*** Dataset entries ***

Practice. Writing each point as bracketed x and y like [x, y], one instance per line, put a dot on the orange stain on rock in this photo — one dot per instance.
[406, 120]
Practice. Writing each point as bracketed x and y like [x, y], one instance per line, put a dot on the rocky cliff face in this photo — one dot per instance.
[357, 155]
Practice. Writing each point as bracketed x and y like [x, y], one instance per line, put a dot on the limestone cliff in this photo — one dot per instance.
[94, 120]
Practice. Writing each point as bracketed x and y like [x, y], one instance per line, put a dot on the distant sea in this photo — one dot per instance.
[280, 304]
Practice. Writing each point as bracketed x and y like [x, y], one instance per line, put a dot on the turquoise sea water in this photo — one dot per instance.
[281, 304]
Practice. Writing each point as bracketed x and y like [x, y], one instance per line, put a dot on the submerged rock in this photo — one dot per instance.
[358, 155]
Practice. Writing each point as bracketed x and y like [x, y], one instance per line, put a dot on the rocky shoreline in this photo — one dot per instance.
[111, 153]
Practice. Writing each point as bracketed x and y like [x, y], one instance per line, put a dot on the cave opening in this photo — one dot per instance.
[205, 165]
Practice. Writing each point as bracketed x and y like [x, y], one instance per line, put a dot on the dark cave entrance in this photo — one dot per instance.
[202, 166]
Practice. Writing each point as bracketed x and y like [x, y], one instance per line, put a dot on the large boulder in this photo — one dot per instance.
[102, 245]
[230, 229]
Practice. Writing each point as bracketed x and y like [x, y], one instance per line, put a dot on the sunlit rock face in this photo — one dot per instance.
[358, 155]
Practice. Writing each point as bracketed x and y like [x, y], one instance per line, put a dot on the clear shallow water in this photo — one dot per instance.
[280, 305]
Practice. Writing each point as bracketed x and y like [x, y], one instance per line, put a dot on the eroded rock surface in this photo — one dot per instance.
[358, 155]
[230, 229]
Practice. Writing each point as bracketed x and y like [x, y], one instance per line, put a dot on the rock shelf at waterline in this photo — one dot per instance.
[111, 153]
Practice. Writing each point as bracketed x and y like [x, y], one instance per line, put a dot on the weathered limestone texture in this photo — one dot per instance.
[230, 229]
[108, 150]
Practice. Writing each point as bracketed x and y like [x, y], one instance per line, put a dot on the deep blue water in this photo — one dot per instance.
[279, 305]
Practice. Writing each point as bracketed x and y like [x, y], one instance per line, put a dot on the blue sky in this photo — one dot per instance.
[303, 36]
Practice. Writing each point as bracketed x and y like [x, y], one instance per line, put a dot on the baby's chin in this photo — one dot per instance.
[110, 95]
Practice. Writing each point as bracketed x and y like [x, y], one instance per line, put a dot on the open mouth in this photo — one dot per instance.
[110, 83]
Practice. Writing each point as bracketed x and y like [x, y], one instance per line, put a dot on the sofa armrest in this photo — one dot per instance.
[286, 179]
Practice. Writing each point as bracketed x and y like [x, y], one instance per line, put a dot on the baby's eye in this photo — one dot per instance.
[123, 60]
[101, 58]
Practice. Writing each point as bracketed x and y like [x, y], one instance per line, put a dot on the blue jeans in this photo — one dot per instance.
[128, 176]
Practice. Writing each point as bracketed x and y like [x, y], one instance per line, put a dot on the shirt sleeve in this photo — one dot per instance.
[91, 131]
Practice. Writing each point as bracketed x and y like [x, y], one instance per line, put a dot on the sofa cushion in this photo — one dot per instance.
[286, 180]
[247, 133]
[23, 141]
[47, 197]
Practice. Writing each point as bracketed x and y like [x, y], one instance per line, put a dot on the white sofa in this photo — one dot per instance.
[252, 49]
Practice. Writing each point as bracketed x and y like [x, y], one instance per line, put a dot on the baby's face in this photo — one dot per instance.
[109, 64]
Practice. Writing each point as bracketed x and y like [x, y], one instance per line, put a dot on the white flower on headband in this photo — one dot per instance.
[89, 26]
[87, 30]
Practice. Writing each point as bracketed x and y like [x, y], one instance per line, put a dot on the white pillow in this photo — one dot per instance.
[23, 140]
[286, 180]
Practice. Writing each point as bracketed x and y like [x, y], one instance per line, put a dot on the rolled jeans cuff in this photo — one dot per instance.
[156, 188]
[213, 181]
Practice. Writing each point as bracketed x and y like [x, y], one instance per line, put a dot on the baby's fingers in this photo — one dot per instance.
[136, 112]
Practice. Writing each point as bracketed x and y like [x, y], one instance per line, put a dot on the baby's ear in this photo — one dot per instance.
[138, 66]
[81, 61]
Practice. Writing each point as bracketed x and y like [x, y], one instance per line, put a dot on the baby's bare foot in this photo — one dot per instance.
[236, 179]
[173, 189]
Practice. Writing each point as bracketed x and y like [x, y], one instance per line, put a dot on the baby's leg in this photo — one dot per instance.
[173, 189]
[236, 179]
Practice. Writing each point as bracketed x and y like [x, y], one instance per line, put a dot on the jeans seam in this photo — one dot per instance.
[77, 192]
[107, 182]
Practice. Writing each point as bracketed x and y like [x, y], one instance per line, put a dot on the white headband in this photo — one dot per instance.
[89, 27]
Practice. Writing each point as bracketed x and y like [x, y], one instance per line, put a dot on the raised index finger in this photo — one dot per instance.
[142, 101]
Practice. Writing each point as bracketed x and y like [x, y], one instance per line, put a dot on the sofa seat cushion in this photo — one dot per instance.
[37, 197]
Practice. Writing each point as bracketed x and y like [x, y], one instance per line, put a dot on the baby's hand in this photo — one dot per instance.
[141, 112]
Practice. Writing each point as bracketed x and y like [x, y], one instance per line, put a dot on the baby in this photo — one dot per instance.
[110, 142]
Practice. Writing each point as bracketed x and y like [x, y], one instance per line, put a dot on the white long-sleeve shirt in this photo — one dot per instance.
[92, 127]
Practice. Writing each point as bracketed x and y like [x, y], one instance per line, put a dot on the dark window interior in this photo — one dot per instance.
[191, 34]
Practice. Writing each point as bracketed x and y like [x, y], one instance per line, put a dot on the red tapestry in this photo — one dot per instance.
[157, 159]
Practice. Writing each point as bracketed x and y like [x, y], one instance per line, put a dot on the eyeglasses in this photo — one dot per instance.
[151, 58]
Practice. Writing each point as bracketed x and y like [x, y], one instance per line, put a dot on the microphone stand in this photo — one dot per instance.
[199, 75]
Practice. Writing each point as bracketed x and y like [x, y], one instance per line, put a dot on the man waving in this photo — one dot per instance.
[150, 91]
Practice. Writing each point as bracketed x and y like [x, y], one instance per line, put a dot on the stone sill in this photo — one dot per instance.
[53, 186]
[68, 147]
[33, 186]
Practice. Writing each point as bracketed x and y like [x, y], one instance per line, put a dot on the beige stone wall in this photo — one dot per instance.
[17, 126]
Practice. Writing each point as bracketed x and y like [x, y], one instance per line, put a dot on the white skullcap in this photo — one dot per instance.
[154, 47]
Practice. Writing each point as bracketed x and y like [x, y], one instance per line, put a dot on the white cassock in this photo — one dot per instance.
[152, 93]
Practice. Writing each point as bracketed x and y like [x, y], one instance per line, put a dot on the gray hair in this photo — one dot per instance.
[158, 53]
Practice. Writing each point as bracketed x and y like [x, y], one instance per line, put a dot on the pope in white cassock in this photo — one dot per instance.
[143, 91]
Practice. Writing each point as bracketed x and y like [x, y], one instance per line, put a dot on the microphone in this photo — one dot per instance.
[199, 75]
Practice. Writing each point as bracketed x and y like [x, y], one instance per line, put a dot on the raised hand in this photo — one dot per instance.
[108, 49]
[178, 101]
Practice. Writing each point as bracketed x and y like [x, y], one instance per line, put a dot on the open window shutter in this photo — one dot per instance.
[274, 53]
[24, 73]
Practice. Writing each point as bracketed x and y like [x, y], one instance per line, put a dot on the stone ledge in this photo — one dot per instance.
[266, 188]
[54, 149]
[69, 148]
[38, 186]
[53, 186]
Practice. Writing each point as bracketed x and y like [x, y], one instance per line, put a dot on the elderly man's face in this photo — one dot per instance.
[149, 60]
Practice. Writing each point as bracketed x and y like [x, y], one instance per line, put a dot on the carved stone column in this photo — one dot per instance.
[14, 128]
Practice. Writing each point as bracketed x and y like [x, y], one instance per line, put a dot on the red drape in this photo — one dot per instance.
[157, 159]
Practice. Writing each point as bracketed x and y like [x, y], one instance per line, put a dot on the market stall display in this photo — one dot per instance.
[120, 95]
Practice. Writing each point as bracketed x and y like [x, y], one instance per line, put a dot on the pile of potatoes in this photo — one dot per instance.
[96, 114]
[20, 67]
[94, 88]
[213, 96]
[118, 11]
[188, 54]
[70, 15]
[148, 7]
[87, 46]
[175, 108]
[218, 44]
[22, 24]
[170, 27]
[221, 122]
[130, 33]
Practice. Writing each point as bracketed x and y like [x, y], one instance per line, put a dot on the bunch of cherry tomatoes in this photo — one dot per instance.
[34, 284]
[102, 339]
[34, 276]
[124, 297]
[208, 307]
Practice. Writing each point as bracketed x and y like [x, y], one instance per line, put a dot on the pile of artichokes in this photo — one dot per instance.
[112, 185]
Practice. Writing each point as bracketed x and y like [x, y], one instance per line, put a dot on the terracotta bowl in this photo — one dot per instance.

*** End of Dataset entries ***

* Problem requirements
Copy out exactly the line holding "on the market" and each line after it through the end of the entries, and leave out everything else.

* Response to this task
Practice. Writing each point as bracketed x and y like [x, y], one instance per line, put a dot on the market stall display in this photo — one dot per instance.
[120, 95]
Practice. Writing each point as bracketed x and y like [x, y], one instance per line, put a dot on the pile of potatoes in this photo — one dot per instance.
[96, 114]
[20, 67]
[94, 88]
[213, 96]
[118, 11]
[188, 54]
[70, 15]
[148, 7]
[87, 46]
[175, 108]
[218, 44]
[22, 24]
[170, 27]
[221, 122]
[130, 33]
Practice. Writing each point as bracketed x and y like [x, y], one instance per line, put a dot on the bunch of cherry tomatoes in this photo — one dot per instance.
[34, 284]
[102, 339]
[34, 276]
[124, 297]
[208, 307]
Practice. Writing each point as bracketed x and y like [x, y], one instance per line, put a dot on the pile of artichokes in this photo — one dot per instance.
[112, 185]
Practice. Writing each point as bracketed x and y like [x, y], one instance per line, put a dot on the terracotta bowl in this photo — one dot per instance.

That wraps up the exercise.